▶ TEXT UNDER STUDY:
━━━━━━━━━━

There’s big, positive health news: The FDA has removed the warning label on estrogen therapies for menopause.
That “black box” warning has discouraged a generation of physicians from prescribing estrogen to relieve menopausal symptoms such as hot flashes, brain fog, loss of libido, insomnia, and mood swings.
But wait—isn’t estrogen dangerous? Doesn’t estrogen cause breast cancer?
No.
Until 2002, the medical establishment considered estrogen a valuable tool in treating menopausal symptoms. But then a massive federal study of women’s health botched much of the science (sloppy subject selection, high attrition rate, ignored cultural factors), resulting in the premature shutting down of the study—with the explosive explanation that estrogen was too dangerous to continue it. That’s when the black box warning was added to this crucial medicine.
It has taken over two decades for organized medicine to recover from this disaster. Scare headlines always make page 1, and are memorable. Corrections are typically on page 6, easily overlooked, and rarely remembered.
After 2002, as prescriptions for estrogen plummeted, prescriptions for anti-depressants, anti-anxiolytics, and blood pressure medications rose—presumably to treat the menopausal symptoms no longer being alleviated with the newly-disfavored estrogen.

━━━━━━━━━━

▶ EXCERPTED DATA:
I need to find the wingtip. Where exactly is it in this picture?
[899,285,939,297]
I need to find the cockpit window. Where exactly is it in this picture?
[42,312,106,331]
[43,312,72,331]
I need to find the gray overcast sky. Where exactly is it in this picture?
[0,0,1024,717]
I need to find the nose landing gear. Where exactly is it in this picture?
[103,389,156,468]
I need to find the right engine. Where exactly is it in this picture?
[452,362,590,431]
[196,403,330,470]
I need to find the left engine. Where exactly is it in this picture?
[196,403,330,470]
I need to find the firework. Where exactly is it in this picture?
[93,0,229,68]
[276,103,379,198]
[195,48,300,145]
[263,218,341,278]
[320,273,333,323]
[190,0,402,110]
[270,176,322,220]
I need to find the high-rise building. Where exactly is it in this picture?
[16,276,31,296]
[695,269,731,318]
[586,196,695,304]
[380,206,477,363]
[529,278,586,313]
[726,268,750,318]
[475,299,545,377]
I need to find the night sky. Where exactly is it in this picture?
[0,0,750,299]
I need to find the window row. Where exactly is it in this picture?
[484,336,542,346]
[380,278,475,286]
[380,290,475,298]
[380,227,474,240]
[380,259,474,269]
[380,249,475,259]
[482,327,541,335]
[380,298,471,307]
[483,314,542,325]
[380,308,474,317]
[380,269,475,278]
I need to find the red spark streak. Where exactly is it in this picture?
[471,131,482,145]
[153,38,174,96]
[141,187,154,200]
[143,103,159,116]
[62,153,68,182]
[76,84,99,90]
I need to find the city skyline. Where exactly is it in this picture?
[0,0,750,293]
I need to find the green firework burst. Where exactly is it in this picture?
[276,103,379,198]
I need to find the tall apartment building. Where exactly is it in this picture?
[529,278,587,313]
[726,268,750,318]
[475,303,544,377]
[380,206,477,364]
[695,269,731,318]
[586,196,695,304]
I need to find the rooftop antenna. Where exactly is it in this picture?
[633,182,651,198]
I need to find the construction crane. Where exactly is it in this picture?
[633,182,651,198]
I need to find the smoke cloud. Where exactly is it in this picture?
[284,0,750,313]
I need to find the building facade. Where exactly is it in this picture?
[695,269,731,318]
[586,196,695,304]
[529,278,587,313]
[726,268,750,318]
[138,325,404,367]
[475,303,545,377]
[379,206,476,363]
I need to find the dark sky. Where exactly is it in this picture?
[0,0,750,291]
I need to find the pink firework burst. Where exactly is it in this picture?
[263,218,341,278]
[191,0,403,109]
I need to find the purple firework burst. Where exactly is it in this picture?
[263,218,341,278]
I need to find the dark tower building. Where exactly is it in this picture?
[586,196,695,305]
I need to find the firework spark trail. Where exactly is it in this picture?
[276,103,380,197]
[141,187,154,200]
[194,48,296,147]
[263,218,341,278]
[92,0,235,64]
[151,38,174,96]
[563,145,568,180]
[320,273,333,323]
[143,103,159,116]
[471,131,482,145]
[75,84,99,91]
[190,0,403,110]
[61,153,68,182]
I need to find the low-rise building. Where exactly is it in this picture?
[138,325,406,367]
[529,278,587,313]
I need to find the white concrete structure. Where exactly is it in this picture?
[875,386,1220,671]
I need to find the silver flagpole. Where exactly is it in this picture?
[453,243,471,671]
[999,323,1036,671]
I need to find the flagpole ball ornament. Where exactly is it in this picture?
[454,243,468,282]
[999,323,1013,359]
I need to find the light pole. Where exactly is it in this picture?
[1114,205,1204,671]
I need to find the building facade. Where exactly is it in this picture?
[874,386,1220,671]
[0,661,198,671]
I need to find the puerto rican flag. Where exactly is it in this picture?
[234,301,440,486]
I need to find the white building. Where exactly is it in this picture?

━━━━━━━━━━

▶ EXERCISE INSTRUCTIONS:
#1 According to the text on estrogen therapy for menopause, what did the FDA remove from estrogen therapies?
#2 Please continue the text on estrogen therapy for menopause after its final sentence.

▶ LIST OF ANSWERS:
#1 The "black box" warning label.

#2
Enter our heroes, urologists Dr. Kelly Casperson and Dr. Rachel Rubin. Building on the work of Drs. Avrum Bluming, Carol Tavris, and James Simon, they pushed this issue for years. Last year Casperson and Rubin were appointed two of the twelve docs on the FDA panel that just unanimously approved the labelling change.
Today, more women live to and beyond menopause than ever in human history. 10,000 years ago, few women lived to menopause. Since then, science (vaccines, sanitation, safer childbirth) has increased our lifespan way faster than evolution normally would.
Science can help us deal with many of the resulting challenges of aging (with reading glasses, protein shakes, hip replacements, Viagra, etc.), making our lives more enjoyable. For most women, menopausal symptoms are another challenge that science can help ameliorate.
Two things now need to happen:
1) Doctors need to get the word.
Medical schools need to reverse course, implementing the current knowledge on estrogen for menopause. This includes understanding that estrogen can also protect middle-aged women from osteoporosis, dementia, and heart disease—by far this age group’s leading killer.
2) Women (and those who love them) need to get the word.
That means taking the symptoms of menopause seriously. And it means understanding that most women’s predictable struggles can be decreased or even prevented. And it means that women will have to educate their doctors. Yes, we all have to do that sometimes, and not just women.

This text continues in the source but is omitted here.